Directions for this task: Write out only the tail of the records, beginning at the line containing "of the high-rise" and including the last line, exactly as written.

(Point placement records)
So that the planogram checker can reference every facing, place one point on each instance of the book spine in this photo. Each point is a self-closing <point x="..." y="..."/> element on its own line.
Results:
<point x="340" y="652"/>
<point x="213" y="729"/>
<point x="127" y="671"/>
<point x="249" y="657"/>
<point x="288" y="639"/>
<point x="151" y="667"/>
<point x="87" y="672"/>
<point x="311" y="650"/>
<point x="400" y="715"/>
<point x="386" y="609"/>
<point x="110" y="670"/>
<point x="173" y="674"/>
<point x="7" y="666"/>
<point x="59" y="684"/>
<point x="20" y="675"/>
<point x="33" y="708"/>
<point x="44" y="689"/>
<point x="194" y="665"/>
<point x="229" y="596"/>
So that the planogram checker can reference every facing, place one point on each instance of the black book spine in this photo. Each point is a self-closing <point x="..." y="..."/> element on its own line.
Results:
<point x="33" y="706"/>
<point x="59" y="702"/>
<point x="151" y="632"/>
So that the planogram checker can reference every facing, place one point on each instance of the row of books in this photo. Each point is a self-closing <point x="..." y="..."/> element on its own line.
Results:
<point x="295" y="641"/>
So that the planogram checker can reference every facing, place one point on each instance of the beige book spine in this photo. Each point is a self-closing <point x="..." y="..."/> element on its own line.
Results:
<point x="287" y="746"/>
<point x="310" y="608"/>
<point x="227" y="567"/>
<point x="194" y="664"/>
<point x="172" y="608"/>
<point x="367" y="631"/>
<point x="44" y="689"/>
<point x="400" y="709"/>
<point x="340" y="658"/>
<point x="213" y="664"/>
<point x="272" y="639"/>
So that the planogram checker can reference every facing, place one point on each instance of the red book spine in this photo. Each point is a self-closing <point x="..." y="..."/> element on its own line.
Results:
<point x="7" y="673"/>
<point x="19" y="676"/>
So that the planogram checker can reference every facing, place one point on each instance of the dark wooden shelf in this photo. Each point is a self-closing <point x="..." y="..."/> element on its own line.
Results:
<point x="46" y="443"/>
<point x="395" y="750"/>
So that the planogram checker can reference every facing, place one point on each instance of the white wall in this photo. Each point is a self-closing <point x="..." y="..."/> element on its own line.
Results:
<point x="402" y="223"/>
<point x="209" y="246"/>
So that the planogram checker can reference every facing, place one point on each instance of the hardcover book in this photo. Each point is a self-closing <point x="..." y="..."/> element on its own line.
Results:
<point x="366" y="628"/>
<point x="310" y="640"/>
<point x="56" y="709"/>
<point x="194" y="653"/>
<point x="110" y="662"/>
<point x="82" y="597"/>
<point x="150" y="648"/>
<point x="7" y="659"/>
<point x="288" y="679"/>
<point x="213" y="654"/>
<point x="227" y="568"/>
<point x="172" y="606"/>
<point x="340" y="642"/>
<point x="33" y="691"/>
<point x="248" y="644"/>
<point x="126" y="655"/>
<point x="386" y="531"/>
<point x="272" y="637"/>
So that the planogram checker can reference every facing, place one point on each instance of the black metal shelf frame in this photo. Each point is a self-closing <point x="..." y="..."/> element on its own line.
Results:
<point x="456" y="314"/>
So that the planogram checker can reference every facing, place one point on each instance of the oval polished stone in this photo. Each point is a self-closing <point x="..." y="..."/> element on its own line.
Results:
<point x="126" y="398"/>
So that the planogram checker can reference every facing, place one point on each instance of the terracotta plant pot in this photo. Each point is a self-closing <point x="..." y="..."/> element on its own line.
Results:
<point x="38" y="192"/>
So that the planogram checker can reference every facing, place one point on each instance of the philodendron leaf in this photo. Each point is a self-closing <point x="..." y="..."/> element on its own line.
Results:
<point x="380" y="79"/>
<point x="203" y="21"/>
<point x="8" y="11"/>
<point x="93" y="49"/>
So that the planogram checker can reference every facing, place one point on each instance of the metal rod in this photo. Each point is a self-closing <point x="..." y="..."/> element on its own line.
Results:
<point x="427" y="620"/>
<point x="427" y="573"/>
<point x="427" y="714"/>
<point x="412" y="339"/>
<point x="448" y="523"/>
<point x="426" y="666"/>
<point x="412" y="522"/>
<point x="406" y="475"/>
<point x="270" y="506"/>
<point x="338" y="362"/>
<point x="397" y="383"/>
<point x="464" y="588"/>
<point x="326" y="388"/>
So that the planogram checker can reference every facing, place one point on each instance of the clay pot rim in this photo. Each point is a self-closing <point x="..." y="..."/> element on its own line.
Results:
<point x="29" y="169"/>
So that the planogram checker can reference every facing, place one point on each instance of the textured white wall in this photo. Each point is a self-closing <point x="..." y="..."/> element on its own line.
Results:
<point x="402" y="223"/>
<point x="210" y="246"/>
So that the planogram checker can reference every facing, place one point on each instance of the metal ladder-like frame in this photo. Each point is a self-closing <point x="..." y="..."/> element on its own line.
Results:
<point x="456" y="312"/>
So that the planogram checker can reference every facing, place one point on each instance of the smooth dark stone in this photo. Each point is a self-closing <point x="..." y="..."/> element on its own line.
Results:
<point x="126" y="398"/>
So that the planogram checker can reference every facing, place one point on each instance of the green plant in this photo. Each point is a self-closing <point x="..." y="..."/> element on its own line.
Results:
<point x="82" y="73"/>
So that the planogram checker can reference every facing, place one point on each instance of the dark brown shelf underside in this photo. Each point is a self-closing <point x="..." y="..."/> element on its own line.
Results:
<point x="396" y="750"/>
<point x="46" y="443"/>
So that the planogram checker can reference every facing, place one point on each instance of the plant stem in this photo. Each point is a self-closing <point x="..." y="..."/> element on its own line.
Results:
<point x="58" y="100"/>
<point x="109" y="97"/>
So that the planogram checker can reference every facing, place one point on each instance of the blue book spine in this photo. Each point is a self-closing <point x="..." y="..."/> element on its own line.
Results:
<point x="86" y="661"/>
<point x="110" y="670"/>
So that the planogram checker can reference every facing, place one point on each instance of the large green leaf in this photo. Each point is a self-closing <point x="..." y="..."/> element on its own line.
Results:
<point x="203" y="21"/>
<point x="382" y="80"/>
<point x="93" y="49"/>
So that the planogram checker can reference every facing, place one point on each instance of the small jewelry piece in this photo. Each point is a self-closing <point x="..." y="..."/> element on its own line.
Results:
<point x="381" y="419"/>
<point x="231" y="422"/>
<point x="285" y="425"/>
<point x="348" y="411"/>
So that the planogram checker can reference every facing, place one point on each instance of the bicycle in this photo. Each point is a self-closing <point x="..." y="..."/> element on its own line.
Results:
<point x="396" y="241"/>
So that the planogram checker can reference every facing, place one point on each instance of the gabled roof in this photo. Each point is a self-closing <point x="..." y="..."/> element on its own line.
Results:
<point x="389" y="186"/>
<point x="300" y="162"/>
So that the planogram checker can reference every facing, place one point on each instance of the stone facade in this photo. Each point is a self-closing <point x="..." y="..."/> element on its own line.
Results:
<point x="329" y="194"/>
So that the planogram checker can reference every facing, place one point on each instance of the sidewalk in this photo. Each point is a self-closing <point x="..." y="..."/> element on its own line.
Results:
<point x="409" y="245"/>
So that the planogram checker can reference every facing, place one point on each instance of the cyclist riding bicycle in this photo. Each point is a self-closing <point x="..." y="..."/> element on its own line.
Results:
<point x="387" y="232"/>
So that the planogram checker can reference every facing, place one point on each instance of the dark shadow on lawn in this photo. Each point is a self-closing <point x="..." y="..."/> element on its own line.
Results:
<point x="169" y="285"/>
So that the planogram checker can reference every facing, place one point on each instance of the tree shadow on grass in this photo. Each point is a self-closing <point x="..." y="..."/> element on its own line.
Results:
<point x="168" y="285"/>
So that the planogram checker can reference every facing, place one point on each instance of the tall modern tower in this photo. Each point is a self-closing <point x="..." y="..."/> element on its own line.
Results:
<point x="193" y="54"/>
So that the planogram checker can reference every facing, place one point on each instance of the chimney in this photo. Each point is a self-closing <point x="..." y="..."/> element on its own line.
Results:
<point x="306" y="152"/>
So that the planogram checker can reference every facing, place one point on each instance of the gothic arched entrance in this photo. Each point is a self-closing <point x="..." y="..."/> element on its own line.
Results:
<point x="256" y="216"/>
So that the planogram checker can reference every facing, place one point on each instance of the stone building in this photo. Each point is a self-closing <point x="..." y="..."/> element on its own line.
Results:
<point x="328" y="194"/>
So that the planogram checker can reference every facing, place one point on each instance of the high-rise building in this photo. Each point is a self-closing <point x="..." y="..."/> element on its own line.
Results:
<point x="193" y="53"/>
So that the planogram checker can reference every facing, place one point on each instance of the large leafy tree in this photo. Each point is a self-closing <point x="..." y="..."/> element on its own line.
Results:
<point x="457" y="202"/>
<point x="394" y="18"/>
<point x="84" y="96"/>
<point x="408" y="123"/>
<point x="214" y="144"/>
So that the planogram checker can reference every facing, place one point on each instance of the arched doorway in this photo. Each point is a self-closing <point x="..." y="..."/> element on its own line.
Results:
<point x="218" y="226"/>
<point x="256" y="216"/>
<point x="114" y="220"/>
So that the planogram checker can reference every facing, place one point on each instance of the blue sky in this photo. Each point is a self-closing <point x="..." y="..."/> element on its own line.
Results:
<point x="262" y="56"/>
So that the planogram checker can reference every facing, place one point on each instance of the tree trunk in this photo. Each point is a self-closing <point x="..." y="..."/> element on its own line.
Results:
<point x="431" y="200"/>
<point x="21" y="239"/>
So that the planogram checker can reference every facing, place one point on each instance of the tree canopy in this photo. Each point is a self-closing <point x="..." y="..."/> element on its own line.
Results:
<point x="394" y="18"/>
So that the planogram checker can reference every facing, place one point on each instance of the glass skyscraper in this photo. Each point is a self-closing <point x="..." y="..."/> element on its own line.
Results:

The output:
So that the planogram checker can reference every facing, place one point on each instance of the high-rise building in this photo. Each point is a self-closing <point x="..." y="..."/> element on its own line.
Results:
<point x="193" y="53"/>
So that the planogram checker can reference every facing, place one point on each instance of the large leafy tree in this photo. Each point is a self-closing <point x="..." y="..."/> element on its own line.
Results:
<point x="457" y="202"/>
<point x="394" y="18"/>
<point x="84" y="96"/>
<point x="408" y="123"/>
<point x="214" y="144"/>
So that the planogram checker can reference every facing, place one point on each instance of the arched doorway in this photo. Each point is a self-closing <point x="..." y="..."/> element on its own line.
Results:
<point x="218" y="226"/>
<point x="256" y="216"/>
<point x="114" y="220"/>
So that the planogram checker can reference every facing, place one point on each instance of the blue sky in this photo. Each point is a self-closing <point x="..." y="..."/> element on its own line.
Results:
<point x="262" y="56"/>
So that the planogram checker can reference every facing, place one point on each instance of the tree trunk in this photo. Each point is a self-closing <point x="..." y="..."/> element on its own line.
Results:
<point x="431" y="200"/>
<point x="21" y="239"/>
So that the planogram checker can reference every facing, place one point on each instance of the tree canopy in this photo. Each point is a self-closing <point x="..." y="..."/> element on its own line.
Results:
<point x="394" y="18"/>
So that the planogram checker can reference every facing, place one point on each instance of the glass skyscraper in this photo. Each point is a self-closing <point x="..." y="..."/> element on its own line.
Results:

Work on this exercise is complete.